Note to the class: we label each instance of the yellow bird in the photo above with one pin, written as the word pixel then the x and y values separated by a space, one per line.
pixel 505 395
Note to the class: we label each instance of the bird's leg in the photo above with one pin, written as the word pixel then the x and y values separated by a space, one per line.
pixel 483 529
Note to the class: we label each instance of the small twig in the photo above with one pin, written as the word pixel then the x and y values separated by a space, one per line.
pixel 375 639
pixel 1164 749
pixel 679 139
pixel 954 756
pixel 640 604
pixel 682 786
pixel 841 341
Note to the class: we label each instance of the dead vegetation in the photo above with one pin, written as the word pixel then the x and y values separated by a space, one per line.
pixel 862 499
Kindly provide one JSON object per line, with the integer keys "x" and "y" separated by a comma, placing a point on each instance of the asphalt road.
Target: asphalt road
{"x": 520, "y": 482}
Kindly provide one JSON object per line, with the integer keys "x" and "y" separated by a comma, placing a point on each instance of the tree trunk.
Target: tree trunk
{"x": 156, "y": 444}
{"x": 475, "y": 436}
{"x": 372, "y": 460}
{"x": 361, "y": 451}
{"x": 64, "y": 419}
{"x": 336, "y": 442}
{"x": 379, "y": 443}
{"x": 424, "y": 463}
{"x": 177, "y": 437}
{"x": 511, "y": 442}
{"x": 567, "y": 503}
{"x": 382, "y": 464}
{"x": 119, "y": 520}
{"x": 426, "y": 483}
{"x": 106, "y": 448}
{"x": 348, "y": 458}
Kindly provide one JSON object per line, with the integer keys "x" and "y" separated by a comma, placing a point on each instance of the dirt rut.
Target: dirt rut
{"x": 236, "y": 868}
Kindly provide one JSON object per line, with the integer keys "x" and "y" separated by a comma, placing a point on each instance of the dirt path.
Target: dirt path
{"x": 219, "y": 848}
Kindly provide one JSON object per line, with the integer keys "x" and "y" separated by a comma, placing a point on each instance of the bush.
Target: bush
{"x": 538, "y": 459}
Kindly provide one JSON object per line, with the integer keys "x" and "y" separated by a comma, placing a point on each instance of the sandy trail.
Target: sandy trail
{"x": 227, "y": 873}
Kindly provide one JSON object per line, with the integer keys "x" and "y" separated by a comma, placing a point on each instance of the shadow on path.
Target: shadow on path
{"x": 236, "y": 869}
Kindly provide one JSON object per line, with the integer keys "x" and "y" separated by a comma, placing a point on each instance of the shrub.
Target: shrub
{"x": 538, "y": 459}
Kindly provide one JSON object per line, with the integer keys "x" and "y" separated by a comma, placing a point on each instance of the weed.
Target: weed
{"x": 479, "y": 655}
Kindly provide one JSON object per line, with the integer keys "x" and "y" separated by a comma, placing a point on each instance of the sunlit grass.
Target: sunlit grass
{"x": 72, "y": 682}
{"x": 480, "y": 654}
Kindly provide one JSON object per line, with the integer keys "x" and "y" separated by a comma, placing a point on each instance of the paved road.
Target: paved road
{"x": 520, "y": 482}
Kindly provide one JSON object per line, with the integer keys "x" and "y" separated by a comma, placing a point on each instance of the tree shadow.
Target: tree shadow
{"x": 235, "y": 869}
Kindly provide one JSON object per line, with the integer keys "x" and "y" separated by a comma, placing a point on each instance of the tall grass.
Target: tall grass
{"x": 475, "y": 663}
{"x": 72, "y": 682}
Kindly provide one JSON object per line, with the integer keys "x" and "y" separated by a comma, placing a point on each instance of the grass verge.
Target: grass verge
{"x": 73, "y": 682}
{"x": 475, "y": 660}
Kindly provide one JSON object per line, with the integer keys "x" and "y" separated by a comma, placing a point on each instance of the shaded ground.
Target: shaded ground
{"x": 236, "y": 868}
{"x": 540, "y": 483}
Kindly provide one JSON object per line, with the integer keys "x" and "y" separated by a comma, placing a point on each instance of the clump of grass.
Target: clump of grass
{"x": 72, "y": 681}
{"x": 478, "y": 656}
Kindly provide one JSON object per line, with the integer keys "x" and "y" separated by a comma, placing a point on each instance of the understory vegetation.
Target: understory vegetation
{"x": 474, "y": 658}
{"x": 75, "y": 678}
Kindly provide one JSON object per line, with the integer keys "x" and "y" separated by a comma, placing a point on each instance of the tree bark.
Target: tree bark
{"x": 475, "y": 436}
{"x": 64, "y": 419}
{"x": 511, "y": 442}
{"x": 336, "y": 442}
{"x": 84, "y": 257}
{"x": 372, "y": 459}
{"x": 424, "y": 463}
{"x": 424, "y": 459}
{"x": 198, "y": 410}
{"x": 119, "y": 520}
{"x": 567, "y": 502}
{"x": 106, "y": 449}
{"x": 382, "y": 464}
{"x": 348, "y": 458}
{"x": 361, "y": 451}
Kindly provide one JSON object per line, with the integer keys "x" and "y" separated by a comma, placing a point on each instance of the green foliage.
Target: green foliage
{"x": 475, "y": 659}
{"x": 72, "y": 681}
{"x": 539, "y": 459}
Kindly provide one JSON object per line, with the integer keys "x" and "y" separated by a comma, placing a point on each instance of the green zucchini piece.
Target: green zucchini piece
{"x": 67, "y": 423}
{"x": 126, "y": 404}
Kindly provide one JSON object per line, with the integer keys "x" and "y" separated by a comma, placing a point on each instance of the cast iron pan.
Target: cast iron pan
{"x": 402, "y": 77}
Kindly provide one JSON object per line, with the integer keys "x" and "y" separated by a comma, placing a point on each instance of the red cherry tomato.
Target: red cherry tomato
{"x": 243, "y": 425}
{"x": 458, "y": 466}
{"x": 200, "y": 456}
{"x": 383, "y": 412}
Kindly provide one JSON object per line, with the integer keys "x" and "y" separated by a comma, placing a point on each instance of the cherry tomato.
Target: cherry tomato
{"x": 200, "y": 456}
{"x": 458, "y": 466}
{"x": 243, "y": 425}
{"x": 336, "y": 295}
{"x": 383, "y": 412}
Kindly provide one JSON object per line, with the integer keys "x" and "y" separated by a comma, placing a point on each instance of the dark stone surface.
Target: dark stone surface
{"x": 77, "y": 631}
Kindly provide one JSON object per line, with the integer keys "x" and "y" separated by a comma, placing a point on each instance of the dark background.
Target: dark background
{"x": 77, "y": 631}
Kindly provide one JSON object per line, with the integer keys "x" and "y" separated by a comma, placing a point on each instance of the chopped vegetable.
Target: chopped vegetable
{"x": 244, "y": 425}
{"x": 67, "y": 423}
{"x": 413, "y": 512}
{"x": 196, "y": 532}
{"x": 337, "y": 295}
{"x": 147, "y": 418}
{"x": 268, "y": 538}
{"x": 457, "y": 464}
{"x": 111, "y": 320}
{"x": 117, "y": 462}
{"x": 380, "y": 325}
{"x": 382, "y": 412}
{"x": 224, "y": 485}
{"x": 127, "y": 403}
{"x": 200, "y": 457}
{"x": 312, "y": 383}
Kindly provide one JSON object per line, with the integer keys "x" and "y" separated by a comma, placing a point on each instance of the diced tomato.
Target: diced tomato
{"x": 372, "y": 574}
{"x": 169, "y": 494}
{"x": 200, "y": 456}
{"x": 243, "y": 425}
****************
Given task: Rewrite all the records above, changing every "Kindly provide" to "Please give" and keeping everything else the same.

Complete output:
Note to the class: we label each instance of the yellow bird in the photo above with one pin, written as the word pixel then the x and y values separated by a space, one per line.
pixel 505 395
Note to the class: we label each instance of the bird's leg in the photo above with one pin, written as the word pixel then the x and y values separated by a space, one per line.
pixel 483 529
Note to the class: we label each instance of the small twig in the photo above with one pin, written as the word pixel then the x and y values separated by a space, one per line.
pixel 375 639
pixel 1164 749
pixel 679 139
pixel 954 756
pixel 640 604
pixel 682 786
pixel 841 341
Note to the class: we label each instance of the dead vegetation in the photo above with one pin, written as the word pixel then the x and y values separated by a space, one per line.
pixel 862 499
Please give one JSON object per line, with the integer keys "x" and "y" separated by a comma, placing a point on each instance of the asphalt road.
Target: asphalt road
{"x": 520, "y": 482}
Please give one JSON object per line, with the integer keys "x" and "y" separated by a comma, placing a point on each instance of the tree trunk.
Target: tree trunk
{"x": 156, "y": 444}
{"x": 475, "y": 436}
{"x": 372, "y": 460}
{"x": 361, "y": 451}
{"x": 64, "y": 419}
{"x": 336, "y": 442}
{"x": 379, "y": 443}
{"x": 424, "y": 463}
{"x": 177, "y": 437}
{"x": 511, "y": 442}
{"x": 567, "y": 503}
{"x": 382, "y": 464}
{"x": 119, "y": 520}
{"x": 426, "y": 483}
{"x": 106, "y": 448}
{"x": 348, "y": 458}
Please give one JSON object per line, with the integer keys "x" and "y" separated by a comma, placing a point on each instance of the dirt rut.
Target: dirt rut
{"x": 236, "y": 868}
Please give one JSON object per line, with the integer keys "x" and "y" separated by a comma, placing a point on each instance of the dirt path.
Target: dirt path
{"x": 219, "y": 848}
Please give one JSON object per line, with the integer keys "x" and "y" separated by a comma, placing a point on each instance of the bush.
Target: bush
{"x": 538, "y": 459}
Please give one JSON object per line, with the integer keys "x" and "y" separated by a comma, placing a point on each instance of the sandy trail.
Target: sandy trail
{"x": 227, "y": 873}
Please give one JSON object per line, with the integer keys "x" and "y" separated by a comma, placing a point on each instance of the shadow on path.
Target: shadow on path
{"x": 236, "y": 869}
Please give one JSON object per line, with the integer keys "x" and "y" separated by a comma, placing a point on each instance of the shrub.
Target: shrub
{"x": 538, "y": 459}
Please give one JSON object per line, with the integer keys "x" and "y" separated by a comma, placing a point on each instance of the weed.
Target: weed
{"x": 479, "y": 655}
Please give one JSON object per line, with the integer keys "x" and "y" separated by a comma, placing a point on each instance of the sunlit grass.
Target: sunlit grass
{"x": 72, "y": 682}
{"x": 480, "y": 654}
Please give one JSON object per line, with the integer keys "x" and "y" separated by a comma, placing a point on each instance of the paved road.
Target: paved road
{"x": 520, "y": 482}
Please give one JSON object per line, with the integer keys "x" and "y" separated by a comma, placing a point on each instance of the tree shadow.
Target: tree shadow
{"x": 235, "y": 869}
Please give one JSON object per line, with the integer keys "x" and "y" separated by a comma, placing a point on each instance of the tall grass.
Target: tall grass
{"x": 475, "y": 663}
{"x": 72, "y": 682}
Please give one JSON object per line, with the integer keys "x" and "y" separated by a comma, placing a point on each instance of the grass verge.
Target: grass verge
{"x": 73, "y": 682}
{"x": 475, "y": 660}
Please give one JSON object per line, with the integer keys "x" and "y" separated by a comma, placing a point on each instance of the shaded ground.
Target: shaded ground
{"x": 236, "y": 868}
{"x": 540, "y": 483}
Please give one JSON object per line, with the integer keys "x" and "y" separated by a comma, placing a point on each instance of the clump of grass.
Target: clump of grass
{"x": 72, "y": 681}
{"x": 478, "y": 656}
Please give one JSON object per line, with the integer keys "x" and "y" separated by a comma, placing a point on each instance of the understory vegetation.
Target: understory vegetation
{"x": 474, "y": 658}
{"x": 75, "y": 678}
Please give one JSON object per line, with the integer keys "x" and "y" separated by a comma, placing a point on each instance of the tree bark.
Target: tree bark
{"x": 475, "y": 436}
{"x": 64, "y": 419}
{"x": 511, "y": 442}
{"x": 336, "y": 442}
{"x": 84, "y": 257}
{"x": 372, "y": 459}
{"x": 424, "y": 463}
{"x": 424, "y": 459}
{"x": 198, "y": 410}
{"x": 119, "y": 520}
{"x": 567, "y": 502}
{"x": 106, "y": 449}
{"x": 382, "y": 464}
{"x": 348, "y": 458}
{"x": 361, "y": 451}
Please give one JSON object per line, with the integer keys "x" and "y" separated by a comma, placing a point on each instance of the green foliage.
Target: green foliage
{"x": 475, "y": 659}
{"x": 72, "y": 681}
{"x": 539, "y": 459}
Please give one JSON object per line, with the integer keys "x" and "y" separated by a comma, placing a point on each instance of the green zucchini piece.
Target: green zucchini piece
{"x": 67, "y": 423}
{"x": 126, "y": 404}
Please give one JSON object per line, with the integer keys "x" and "y" separated by a comma, placing a point on each instance of the cast iron pan.
Target: cast iron pan
{"x": 402, "y": 77}
Please give one JSON object per line, with the integer keys "x" and "y" separated by a comma, placing a point on each instance of the red cherry tomato.
Target: red cherry tomato
{"x": 243, "y": 425}
{"x": 458, "y": 466}
{"x": 200, "y": 456}
{"x": 383, "y": 412}
Please give one JSON object per line, with the integer keys "x" and "y" separated by a comma, placing a point on each instance of the cherry tomato.
Target: cherry tomato
{"x": 200, "y": 456}
{"x": 458, "y": 466}
{"x": 243, "y": 425}
{"x": 336, "y": 295}
{"x": 383, "y": 412}
Please give one JSON object per line, with the integer keys "x" and "y" separated by a comma, placing a point on each instance of the dark stone surface.
Target: dark stone surface
{"x": 77, "y": 631}
Please give one JSON object per line, with the integer keys "x" and "y" separated by a comma, placing a point on each instance of the dark background.
Target: dark background
{"x": 77, "y": 631}
Please give one JSON object per line, with the integer keys "x" and "y" separated by a comma, placing a point on each instance of the chopped vegetable.
Target: chopped vegetable
{"x": 244, "y": 425}
{"x": 67, "y": 423}
{"x": 413, "y": 512}
{"x": 196, "y": 532}
{"x": 337, "y": 295}
{"x": 147, "y": 418}
{"x": 268, "y": 538}
{"x": 457, "y": 464}
{"x": 111, "y": 320}
{"x": 117, "y": 462}
{"x": 380, "y": 325}
{"x": 382, "y": 412}
{"x": 224, "y": 485}
{"x": 127, "y": 403}
{"x": 200, "y": 457}
{"x": 312, "y": 383}
Please give one JSON object per line, with the integer keys "x" and "y" separated by a comma, placing a point on each instance of the diced tomato.
Target: diced tomato
{"x": 372, "y": 574}
{"x": 169, "y": 494}
{"x": 200, "y": 456}
{"x": 243, "y": 425}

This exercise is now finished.